**What is required**
Could you please reproduce every record below exactly, leaving out the pictures?

**Task input**
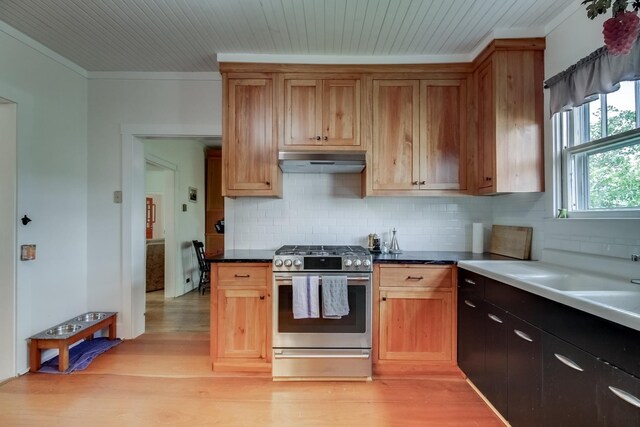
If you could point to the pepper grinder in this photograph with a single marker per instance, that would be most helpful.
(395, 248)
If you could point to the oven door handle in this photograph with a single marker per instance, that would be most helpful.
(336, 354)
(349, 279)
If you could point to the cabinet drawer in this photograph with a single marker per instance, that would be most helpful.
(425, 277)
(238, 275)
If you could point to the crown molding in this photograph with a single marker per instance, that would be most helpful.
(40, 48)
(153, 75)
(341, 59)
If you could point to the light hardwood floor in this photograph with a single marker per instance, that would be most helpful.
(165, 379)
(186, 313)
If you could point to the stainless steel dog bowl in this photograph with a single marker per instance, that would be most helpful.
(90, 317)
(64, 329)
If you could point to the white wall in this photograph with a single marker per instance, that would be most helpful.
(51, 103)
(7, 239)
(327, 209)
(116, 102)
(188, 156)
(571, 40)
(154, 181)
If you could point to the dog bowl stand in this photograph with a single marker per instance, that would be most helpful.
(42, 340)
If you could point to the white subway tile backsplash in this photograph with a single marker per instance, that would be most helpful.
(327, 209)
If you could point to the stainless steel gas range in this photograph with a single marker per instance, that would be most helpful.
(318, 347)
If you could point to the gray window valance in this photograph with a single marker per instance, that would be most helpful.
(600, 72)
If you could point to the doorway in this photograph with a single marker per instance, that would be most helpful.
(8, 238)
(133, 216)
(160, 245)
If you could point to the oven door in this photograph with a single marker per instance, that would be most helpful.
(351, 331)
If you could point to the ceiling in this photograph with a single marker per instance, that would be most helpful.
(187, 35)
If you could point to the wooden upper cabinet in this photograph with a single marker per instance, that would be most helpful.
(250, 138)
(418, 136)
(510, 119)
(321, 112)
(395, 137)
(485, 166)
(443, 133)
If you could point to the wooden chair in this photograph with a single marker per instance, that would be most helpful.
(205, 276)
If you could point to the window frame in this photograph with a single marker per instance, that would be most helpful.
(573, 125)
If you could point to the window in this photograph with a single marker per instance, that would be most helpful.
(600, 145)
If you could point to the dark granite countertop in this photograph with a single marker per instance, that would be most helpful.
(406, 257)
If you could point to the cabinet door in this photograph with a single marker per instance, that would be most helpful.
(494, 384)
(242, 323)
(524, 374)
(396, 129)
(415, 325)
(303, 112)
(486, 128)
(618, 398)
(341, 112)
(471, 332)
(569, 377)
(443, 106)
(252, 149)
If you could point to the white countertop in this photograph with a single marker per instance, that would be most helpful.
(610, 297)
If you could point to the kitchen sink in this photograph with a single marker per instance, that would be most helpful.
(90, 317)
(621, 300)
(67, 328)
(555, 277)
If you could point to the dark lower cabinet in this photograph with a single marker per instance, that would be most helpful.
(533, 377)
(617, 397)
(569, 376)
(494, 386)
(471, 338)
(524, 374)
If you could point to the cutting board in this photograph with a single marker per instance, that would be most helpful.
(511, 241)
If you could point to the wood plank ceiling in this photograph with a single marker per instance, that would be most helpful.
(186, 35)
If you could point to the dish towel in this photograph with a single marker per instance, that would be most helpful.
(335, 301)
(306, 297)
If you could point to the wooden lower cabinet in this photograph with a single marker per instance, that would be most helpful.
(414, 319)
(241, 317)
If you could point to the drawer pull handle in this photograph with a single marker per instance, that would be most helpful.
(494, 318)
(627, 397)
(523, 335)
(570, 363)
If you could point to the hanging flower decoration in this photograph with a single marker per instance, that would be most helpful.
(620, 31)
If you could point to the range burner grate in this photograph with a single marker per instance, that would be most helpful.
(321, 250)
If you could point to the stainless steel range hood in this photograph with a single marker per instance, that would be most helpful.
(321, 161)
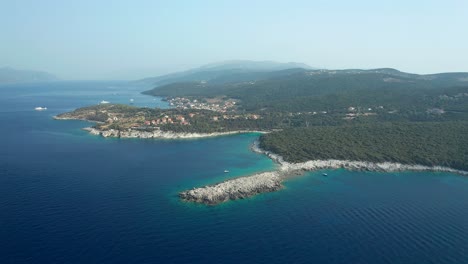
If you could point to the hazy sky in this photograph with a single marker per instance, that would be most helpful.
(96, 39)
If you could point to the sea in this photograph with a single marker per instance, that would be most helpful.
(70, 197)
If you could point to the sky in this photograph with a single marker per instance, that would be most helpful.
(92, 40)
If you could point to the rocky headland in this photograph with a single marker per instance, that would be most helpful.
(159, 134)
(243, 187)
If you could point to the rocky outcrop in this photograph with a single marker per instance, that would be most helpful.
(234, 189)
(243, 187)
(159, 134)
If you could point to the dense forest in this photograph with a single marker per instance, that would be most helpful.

**Answer below**
If you could point to the pepper grinder in this photograph with a single marker per instance, that would be most helpful.
(395, 248)
If you could point to the oven door handle in this photograph with a single marker per instance, that would be most helpful.
(336, 354)
(349, 279)
If you could point to the cabinet drawer in this photograph with a single marker per instance, that would be most helpful.
(425, 277)
(238, 275)
If you could point to the crown molding in this photograph with a single marker per instance, that would be most helpful.
(40, 48)
(153, 75)
(341, 59)
If you could point to the light hardwood floor in this photograph with a single marker per instance, that would be most helpful.
(165, 379)
(186, 313)
If you could point to the stainless steel dog bowl in this photograph with a single marker per instance, that would be most helpful.
(90, 317)
(64, 329)
If you could point to the white wall in this photograph with a single marker per instance, that would be most helpful.
(51, 103)
(7, 239)
(327, 209)
(116, 102)
(188, 156)
(571, 40)
(154, 181)
If you could point to the dog bowl stand in this photograph with a single marker per instance, that would be most helpful.
(42, 340)
If you could point to the white subway tile backsplash in this photograph with a single marker per instance, that would be most helpful.
(327, 209)
If you could point to the stainless steel gas range in this photograph with a single marker per instance, that would be most helpful.
(318, 347)
If you could point to the gray window valance in this photograph with a single marker per instance, that would be most helpful.
(600, 72)
If you could point to the doorway in this photograph with a single marker per instance, that would be most helpful.
(8, 238)
(133, 216)
(160, 245)
If you could point to the oven door in this photograph with a single marker per instance, that would be most helpful.
(351, 331)
If you could point to the ceiling in this photograph with a single marker per instance, that would be most helpful.
(187, 35)
If you could point to the wooden upper cabinet in this photograph with a single marker per instance, that would be most helpful.
(250, 138)
(418, 136)
(510, 119)
(321, 112)
(395, 137)
(485, 166)
(443, 133)
If you could point to the wooden chair in this photograph with a single marker per instance, that would be most helpful.
(205, 276)
If you could point to the window frame in this photograph with a single marker per instance, that would be most helpful.
(573, 125)
If you could point to the window in this photograph with a single marker per instance, that would be most helpful.
(600, 145)
If you could point to the dark granite countertop in this photograph with a single marker per instance, that would be most helpful.
(406, 257)
If you could point to the cabinet door in this photograph with a single marker per instance, that would be most helpful.
(494, 384)
(242, 323)
(524, 374)
(396, 129)
(415, 325)
(303, 112)
(486, 128)
(618, 398)
(341, 112)
(471, 332)
(569, 377)
(443, 106)
(252, 149)
If you could point to the white countertop in this photograph with a single marker per instance, that would be most helpful.
(610, 297)
If you could point to the kitchen sink in this photograph with a single marker per instance, that would be most helpful.
(90, 317)
(621, 300)
(67, 328)
(555, 277)
If you could point to the dark lower cabinet in this photograph with a single marker per instance, that would be most helpful.
(533, 377)
(617, 397)
(569, 376)
(494, 386)
(471, 338)
(524, 374)
If you could point to the cutting board in this photograph with a single marker per instance, that would be most helpful.
(511, 241)
If you could point to the wood plank ceiling in this photograph with a single marker per instance, that would be most helpful.
(186, 35)
If you could point to the dish towel in this photograph with a single marker per instance, that would be most helpful.
(335, 301)
(306, 297)
If you could point to the wooden lower cabinet in this photograph with a single marker per instance, that would be most helpful.
(414, 319)
(241, 317)
If you could point to the drawer pull handle in this photograph with a single marker per instance, that would be most helpful.
(494, 318)
(627, 397)
(523, 335)
(570, 363)
If you could point to the hanging flower decoration in this photograph with a single marker per instance, that would be most helpful.
(620, 31)
If you could point to the range burner grate in this photograph with a single marker per instance, that would be most helpful.
(321, 250)
If you could point to the stainless steel range hood in this photograph with a single marker per instance, that would be most helpful.
(321, 161)
If you could point to the hazy sky in this photograph with a single marker per instance, that would be most helpful.
(96, 39)
If you could point to the sea in this photograph with a single marker per instance, that would be most helpful.
(70, 197)
If you could point to the sky in this photograph with a single marker per instance, that would be most helpful.
(92, 40)
If you could point to the rocky headland in this photograph with a single marker per instance, that would be most helpful.
(159, 134)
(243, 187)
If you could point to the rocky outcrop in this photograph with a single marker per instance, that would be most helpful.
(234, 189)
(243, 187)
(159, 134)
If you could point to the dense forest in this photograph with a single marker per instance, that would be most helpful.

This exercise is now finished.